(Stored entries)

○ ○ ○

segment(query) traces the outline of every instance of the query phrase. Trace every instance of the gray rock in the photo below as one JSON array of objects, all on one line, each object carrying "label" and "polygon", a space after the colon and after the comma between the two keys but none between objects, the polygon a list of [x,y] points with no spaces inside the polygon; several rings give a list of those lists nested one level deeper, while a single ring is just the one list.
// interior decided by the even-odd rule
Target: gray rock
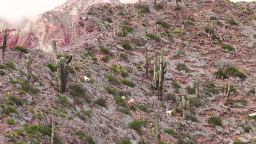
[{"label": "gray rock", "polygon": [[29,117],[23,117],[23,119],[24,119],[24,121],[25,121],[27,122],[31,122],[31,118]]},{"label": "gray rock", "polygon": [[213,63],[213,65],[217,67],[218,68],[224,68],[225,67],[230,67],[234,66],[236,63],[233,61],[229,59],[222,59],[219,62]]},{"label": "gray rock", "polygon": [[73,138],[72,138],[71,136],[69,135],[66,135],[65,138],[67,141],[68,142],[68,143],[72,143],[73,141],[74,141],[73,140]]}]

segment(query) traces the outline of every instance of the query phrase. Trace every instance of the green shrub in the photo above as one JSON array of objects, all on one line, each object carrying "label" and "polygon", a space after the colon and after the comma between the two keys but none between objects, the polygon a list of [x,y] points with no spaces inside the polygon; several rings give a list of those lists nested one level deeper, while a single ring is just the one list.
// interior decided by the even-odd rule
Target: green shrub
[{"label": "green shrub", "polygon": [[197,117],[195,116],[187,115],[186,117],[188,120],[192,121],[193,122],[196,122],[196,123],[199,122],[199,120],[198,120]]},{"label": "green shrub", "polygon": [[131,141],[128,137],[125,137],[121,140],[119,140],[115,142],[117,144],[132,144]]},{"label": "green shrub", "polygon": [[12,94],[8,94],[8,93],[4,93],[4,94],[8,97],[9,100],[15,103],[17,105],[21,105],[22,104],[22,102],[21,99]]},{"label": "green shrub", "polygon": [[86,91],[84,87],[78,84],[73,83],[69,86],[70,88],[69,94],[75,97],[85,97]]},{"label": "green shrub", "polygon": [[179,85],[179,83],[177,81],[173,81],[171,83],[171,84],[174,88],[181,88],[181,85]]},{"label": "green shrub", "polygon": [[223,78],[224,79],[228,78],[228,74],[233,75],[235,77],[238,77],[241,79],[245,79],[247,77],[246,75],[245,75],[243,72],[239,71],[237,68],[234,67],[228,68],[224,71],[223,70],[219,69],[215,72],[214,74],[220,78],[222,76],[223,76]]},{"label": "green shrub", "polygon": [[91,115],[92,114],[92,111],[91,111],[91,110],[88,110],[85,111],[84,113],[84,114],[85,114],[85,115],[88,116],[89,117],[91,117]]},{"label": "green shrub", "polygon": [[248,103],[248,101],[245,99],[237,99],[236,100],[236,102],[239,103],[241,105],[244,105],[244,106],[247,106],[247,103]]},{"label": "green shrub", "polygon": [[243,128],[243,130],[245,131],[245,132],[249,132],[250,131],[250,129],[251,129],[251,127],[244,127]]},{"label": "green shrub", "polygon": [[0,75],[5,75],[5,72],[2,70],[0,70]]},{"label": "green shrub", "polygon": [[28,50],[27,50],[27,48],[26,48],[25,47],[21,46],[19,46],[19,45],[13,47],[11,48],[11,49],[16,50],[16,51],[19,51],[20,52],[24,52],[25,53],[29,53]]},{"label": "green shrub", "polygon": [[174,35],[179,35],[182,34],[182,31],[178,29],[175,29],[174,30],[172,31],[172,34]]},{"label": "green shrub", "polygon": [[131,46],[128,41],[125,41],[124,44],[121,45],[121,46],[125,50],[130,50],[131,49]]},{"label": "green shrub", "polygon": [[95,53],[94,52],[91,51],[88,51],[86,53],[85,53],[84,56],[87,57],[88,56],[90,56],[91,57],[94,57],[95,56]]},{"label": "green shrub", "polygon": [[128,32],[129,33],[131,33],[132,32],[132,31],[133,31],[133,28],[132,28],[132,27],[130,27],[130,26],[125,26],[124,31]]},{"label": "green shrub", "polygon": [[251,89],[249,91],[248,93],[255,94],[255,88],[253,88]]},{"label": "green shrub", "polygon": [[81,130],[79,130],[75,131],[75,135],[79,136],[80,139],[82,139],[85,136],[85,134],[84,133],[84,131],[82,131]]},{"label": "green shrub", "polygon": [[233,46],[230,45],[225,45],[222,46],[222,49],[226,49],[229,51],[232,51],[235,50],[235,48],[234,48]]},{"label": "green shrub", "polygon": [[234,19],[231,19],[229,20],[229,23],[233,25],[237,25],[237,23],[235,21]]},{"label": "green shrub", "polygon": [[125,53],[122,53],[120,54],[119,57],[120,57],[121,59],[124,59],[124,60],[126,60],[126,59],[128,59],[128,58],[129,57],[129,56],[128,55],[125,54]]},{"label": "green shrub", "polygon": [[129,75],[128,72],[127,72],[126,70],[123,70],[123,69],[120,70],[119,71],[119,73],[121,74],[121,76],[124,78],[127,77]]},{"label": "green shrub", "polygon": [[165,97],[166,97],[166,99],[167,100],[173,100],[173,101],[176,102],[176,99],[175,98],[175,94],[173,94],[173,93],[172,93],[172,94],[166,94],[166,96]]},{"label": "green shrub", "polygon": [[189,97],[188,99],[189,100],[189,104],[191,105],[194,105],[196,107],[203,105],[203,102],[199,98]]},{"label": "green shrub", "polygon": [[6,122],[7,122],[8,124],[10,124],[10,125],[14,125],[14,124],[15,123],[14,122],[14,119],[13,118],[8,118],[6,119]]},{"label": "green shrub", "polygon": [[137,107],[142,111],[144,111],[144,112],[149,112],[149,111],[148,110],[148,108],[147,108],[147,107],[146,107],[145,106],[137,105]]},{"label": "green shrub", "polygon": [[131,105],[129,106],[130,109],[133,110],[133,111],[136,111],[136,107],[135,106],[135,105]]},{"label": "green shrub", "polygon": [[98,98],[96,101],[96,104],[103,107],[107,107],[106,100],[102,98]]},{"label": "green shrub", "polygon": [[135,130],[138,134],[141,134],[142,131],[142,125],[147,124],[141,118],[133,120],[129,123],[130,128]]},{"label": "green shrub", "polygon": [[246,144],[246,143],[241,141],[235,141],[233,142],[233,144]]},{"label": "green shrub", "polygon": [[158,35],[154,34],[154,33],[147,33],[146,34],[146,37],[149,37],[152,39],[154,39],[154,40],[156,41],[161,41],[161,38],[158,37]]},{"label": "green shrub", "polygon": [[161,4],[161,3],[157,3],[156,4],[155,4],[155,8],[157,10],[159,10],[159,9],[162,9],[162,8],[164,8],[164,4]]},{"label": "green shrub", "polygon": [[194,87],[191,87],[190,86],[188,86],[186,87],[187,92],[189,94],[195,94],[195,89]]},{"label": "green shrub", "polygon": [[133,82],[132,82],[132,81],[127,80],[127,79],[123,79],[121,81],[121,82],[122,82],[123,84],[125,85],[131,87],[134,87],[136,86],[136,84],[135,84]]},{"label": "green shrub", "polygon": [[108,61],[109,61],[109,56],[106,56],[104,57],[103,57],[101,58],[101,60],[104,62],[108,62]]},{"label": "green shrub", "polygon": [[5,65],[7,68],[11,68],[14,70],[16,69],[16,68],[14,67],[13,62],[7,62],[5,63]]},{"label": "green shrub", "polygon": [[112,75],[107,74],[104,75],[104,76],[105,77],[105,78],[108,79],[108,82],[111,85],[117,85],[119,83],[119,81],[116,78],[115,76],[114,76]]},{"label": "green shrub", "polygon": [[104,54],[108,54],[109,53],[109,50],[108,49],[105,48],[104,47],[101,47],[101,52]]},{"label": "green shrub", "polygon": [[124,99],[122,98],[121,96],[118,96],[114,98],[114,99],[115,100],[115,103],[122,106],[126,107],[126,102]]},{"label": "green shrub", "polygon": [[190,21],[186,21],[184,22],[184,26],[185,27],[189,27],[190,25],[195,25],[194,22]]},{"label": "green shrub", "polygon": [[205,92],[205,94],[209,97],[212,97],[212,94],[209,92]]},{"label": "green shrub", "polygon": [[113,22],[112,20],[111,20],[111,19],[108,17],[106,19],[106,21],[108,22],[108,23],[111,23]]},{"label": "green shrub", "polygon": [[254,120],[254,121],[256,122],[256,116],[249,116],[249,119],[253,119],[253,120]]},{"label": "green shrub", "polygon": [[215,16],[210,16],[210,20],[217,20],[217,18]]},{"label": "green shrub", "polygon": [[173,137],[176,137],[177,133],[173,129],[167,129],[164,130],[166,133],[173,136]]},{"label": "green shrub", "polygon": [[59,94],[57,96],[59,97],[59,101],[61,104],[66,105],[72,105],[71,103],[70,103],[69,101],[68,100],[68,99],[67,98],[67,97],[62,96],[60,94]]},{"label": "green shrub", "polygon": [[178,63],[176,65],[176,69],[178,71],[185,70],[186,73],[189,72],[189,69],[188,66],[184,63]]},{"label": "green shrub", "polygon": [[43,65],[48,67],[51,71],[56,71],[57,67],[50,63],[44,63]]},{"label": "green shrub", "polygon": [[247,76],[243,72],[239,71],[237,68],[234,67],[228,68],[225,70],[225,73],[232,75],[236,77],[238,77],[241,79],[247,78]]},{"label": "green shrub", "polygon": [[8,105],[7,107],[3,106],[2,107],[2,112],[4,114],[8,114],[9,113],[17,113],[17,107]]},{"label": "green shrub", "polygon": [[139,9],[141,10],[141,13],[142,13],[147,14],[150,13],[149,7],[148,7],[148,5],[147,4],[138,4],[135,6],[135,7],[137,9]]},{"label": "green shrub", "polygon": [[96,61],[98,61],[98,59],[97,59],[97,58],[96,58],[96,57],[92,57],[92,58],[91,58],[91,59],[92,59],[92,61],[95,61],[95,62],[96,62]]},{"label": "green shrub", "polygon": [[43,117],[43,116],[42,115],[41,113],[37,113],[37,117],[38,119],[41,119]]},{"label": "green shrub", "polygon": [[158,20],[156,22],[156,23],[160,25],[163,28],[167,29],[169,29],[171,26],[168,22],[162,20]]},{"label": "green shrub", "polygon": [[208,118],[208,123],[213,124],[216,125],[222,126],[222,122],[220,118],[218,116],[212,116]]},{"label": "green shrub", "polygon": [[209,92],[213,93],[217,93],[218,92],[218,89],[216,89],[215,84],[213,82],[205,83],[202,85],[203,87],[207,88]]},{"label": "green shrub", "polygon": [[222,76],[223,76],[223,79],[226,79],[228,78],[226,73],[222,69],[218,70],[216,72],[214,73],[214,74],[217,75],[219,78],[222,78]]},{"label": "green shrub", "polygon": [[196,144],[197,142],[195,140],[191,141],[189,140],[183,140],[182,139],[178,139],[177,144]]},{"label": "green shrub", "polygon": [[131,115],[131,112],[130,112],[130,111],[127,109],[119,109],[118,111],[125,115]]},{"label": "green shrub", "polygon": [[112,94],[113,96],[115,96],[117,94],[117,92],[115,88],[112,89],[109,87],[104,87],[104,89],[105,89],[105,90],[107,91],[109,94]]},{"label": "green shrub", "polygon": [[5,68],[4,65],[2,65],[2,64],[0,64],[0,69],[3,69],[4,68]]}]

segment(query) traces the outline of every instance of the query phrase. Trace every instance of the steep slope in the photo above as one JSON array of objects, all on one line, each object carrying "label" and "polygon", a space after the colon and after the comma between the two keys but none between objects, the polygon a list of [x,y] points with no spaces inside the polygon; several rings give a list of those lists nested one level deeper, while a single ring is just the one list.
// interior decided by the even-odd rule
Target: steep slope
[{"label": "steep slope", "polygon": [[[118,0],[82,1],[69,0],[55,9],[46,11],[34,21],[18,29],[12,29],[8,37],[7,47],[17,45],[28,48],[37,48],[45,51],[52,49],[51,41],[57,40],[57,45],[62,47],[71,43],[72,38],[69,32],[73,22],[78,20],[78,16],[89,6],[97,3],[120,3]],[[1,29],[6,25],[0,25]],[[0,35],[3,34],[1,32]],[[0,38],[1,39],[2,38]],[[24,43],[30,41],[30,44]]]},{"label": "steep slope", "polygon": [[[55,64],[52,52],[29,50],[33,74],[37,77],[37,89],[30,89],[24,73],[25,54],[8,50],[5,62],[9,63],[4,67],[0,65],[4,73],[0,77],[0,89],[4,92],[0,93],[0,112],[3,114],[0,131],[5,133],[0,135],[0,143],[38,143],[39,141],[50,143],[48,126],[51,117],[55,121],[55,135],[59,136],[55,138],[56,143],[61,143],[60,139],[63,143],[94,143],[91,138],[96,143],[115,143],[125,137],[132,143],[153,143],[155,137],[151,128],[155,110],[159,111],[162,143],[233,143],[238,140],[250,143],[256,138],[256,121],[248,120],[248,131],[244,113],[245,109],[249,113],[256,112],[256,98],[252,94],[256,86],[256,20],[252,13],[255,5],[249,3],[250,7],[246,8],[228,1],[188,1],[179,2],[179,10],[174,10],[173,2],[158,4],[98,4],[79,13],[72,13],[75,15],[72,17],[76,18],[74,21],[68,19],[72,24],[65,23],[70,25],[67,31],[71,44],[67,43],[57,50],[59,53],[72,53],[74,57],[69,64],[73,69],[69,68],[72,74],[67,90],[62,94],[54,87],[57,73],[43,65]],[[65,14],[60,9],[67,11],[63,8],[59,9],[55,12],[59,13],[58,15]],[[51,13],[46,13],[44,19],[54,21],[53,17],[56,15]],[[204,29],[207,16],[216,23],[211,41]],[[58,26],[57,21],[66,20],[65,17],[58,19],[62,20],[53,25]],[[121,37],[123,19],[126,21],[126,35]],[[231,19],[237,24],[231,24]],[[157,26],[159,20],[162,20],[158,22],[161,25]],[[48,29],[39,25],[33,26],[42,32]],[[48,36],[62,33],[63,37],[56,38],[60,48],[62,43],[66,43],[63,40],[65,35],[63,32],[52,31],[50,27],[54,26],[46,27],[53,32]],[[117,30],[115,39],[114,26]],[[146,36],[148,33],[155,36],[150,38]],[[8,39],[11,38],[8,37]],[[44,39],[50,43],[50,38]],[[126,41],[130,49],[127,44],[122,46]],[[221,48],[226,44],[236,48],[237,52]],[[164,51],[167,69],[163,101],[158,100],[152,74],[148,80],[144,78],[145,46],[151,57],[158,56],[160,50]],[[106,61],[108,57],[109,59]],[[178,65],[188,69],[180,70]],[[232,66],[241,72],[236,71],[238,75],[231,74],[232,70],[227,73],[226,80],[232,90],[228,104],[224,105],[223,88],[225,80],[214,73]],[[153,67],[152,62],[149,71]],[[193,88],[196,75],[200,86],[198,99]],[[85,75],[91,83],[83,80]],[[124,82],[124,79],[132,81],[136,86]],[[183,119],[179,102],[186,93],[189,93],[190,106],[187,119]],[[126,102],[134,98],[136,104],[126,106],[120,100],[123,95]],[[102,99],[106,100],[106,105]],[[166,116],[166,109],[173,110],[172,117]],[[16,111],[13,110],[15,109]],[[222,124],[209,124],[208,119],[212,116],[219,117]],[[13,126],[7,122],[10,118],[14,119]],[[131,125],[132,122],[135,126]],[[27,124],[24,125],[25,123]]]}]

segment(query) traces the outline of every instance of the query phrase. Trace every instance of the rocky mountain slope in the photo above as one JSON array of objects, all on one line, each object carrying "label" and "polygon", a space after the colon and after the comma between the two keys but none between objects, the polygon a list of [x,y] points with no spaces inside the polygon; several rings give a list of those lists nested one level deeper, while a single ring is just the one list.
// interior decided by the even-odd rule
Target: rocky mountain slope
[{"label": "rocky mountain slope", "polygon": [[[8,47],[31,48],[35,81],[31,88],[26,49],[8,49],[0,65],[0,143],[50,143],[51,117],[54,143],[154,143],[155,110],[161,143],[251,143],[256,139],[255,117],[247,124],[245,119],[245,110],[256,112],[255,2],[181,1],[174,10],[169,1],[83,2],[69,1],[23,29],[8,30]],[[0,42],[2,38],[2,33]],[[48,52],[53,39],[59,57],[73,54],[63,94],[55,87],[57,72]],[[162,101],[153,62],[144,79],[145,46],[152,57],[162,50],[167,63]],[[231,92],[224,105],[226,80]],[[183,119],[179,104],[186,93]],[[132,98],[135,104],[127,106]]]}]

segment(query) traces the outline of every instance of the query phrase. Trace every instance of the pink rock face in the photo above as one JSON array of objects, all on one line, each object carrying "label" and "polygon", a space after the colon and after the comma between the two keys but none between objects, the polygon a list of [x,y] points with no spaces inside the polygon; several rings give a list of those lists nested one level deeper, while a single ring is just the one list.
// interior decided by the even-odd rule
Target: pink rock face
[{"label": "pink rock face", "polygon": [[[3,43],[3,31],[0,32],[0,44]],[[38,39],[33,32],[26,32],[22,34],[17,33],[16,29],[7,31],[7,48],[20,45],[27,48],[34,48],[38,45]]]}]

○ ○ ○

=== Written instruction ===
Could you copy down the lines of the listing verbatim, from the line containing "of the green" through the line containing "Target: green shrub", both included?

=== Reply ===
segment(query) traces the outline of every instance of the query phrase. Trace every instance of the green shrub in the photo above as one JSON array of objects, all on one line, each object carrying "label" and "polygon", a space after the colon and after the comma between the two keys but none between objects, the polygon a list of [x,y] points with no spaces inside the polygon; several rings give a list of those lists nested one level deeper, while a single ring is just the one list.
// interior decided by the even-odd rule
Target: green shrub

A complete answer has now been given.